[Excerpts from point annotation data]
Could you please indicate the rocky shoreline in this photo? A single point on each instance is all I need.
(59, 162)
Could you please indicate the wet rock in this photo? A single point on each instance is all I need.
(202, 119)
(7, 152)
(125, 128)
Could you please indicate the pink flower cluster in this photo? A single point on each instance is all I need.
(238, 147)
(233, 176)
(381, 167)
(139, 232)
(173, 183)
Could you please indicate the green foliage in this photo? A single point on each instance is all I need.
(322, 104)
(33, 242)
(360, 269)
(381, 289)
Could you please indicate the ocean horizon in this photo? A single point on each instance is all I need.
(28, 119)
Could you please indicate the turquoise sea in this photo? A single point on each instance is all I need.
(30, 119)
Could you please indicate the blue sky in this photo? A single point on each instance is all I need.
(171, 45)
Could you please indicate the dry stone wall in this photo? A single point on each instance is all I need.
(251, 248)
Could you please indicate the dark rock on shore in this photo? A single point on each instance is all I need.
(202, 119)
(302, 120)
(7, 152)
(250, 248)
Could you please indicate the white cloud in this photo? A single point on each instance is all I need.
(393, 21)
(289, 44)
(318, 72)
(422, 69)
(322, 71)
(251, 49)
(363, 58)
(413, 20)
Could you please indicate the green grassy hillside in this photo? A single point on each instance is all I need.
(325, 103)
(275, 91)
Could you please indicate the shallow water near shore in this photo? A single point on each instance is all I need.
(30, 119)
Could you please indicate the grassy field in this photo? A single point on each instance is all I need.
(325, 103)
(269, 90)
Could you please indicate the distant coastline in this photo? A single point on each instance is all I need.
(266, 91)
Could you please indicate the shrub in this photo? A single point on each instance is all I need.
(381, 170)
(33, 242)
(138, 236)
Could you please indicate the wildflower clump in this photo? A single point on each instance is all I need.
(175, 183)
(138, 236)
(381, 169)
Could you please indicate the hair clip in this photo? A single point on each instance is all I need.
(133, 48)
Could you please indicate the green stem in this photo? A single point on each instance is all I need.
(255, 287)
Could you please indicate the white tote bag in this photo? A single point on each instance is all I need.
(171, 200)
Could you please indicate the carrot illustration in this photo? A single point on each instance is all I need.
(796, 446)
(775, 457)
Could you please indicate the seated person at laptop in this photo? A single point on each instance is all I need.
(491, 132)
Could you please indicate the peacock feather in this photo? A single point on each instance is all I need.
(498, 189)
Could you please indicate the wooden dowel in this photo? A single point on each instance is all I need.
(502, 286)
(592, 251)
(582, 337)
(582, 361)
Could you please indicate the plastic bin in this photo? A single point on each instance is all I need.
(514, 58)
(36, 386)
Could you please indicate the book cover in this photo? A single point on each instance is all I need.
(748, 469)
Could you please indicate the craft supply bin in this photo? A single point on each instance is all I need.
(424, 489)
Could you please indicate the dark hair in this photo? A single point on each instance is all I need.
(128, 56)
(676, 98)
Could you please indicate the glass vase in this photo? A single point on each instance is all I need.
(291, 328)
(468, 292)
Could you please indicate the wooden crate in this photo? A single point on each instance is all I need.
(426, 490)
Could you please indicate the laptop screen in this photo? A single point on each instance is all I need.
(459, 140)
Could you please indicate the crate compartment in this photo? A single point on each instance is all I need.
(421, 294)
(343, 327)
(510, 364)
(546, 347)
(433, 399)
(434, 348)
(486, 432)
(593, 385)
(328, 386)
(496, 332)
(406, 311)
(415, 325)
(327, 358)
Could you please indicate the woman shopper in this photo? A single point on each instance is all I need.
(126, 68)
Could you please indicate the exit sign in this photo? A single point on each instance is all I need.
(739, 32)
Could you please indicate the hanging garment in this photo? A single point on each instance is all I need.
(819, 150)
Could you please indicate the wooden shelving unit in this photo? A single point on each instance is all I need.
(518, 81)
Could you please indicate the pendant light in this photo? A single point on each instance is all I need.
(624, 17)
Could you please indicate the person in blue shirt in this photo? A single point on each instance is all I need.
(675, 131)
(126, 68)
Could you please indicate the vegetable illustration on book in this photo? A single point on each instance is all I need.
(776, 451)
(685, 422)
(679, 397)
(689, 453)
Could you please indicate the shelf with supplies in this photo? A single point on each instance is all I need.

◆ **Written request**
Rewrite all of the data above as a numbered list, leaving out any blank lines.

◆ **Full output**
1. Could you please indicate the rocky shoreline in this photo? A single point on each instance is all I need.
2. (59, 162)
3. Could you please indicate the wet rock in this photo? A single point on each instance is all I need.
4. (202, 119)
5. (7, 152)
6. (125, 128)
7. Could you please indicate the pink flower cluster in this photo? A single point on each instance is all I need.
8. (238, 147)
9. (233, 176)
10. (381, 167)
11. (139, 232)
12. (173, 183)
13. Could you please indicate the green foliage in this photo? A single point on each instance is all I need.
14. (322, 104)
15. (33, 242)
16. (360, 269)
17. (381, 289)
18. Could you please indicate the ocean horizon in this photo? A single point on each instance is all I need.
19. (28, 119)
20. Could you please indicate the turquoise sea in this photo? A single point on each instance is all I need.
21. (30, 119)
22. Could you please indicate the blue sky in this photo? A single point on each instance is all I need.
23. (171, 45)
24. Could you please indicate the dry stone wall in this photo? A single point on each instance is all I need.
25. (251, 248)
26. Could you please indicate the dark rock on shore in this photo? A single point on each instance is all I need.
27. (202, 119)
28. (302, 120)
29. (7, 152)
30. (250, 248)
31. Could you please indicate the white cloud in this photo? A single point on each instance is all I need.
32. (393, 21)
33. (289, 44)
34. (318, 72)
35. (422, 69)
36. (322, 71)
37. (251, 49)
38. (363, 58)
39. (413, 20)
40. Could you please indicate the green grassy hillside in this photo? A single point on each instance is all I need.
41. (325, 103)
42. (275, 91)
43. Could you please indicate the shallow water near shore in this photo? A single point on each instance is all I need.
44. (30, 119)
45. Could you please indicate the grassy field in this photo? A single point on each instance is all I need.
46. (325, 103)
47. (269, 90)
48. Could you please indicate the distant coastline in this photo? A single point on each instance is all I need.
49. (266, 91)
50. Could you please indicate the shrub in this photo? A single point on each instance is all I need.
51. (381, 170)
52. (33, 242)
53. (138, 236)
54. Could you please indicate the wildflower clump in this photo? A single point on each instance is all I need.
55. (175, 183)
56. (138, 236)
57. (381, 169)
58. Could you please indicate the hair clip in this photo? A single point on each instance is all I need.
59. (133, 48)
60. Could you please indicate the green stem in this photo? A single point on each instance is all I need.
61. (255, 287)
62. Could you please indicate the white tote bag in this photo? A single point on each instance is all I need.
63. (171, 200)
64. Could you please indicate the carrot illustration in this photo? A single point on each instance is all I need.
65. (796, 446)
66. (775, 457)
67. Could you please indicate the seated person at laptop in this photo? A single point on each instance is all I need.
68. (491, 132)
69. Could you please indicate the peacock feather in this photo? A single point on each instance is all I need.
70. (498, 189)
71. Could you please indicate the wooden dowel in this photo? A single point on each instance is all I need.
72. (502, 286)
73. (592, 251)
74. (582, 337)
75. (582, 361)
76. Could you please indicate the plastic bin in this photo? A single point on each instance is all I need.
77. (514, 58)
78. (36, 386)
79. Could you please indicate the book cover in this photo? A single point on each instance is all I need.
80. (748, 469)
81. Could you please indicate the craft supply bin in this photo? A single point on each instance is all I need.
82. (424, 489)
83. Could you please indicate the dark hair in this photo? A single point on each instance is all I need.
84. (128, 56)
85. (676, 98)
86. Could you please indicate the glass vase in this photo? A single point on each instance is all I need.
87. (291, 328)
88. (468, 292)
89. Could you please indicate the wooden crate in this photo? A single point on each instance is all I need.
90. (426, 490)
91. Could you please indicate the laptop screen in this photo? A single point on each instance is all I need.
92. (459, 140)
93. Could you please indicate the crate compartment in this photo? A single point on each instance is all I need.
94. (421, 294)
95. (343, 327)
96. (510, 364)
97. (546, 347)
98. (433, 399)
99. (434, 348)
100. (486, 432)
101. (593, 385)
102. (328, 386)
103. (496, 332)
104. (406, 311)
105. (415, 325)
106. (327, 358)
107. Could you please indicate the woman shopper in this photo? A single point on each instance is all I need.
108. (126, 68)
109. Could you please indicate the exit sign in this photo? A single point on each instance is all I need.
110. (739, 32)
111. Could you please indicate the hanging garment in this photo? A single point on each instance is all I need.
112. (819, 150)
113. Could you please indicate the wooden shelving unit in this photo? A single point on each instance is all I need.
114. (518, 81)
115. Could you please indicate the pendant light in this photo? A single point on each instance is all I need.
116. (624, 17)
117. Could you please indicate the person in blue shirt in this photo? A single point on each instance is all I need.
118. (675, 131)
119. (126, 68)
120. Could you please indicate the vegetable illustration on book in this photo? A single point on each instance is all I need.
121. (776, 451)
122. (685, 422)
123. (679, 397)
124. (689, 453)
125. Could you please indicate the shelf with supplies in this photo? A single point on each instance is all I need.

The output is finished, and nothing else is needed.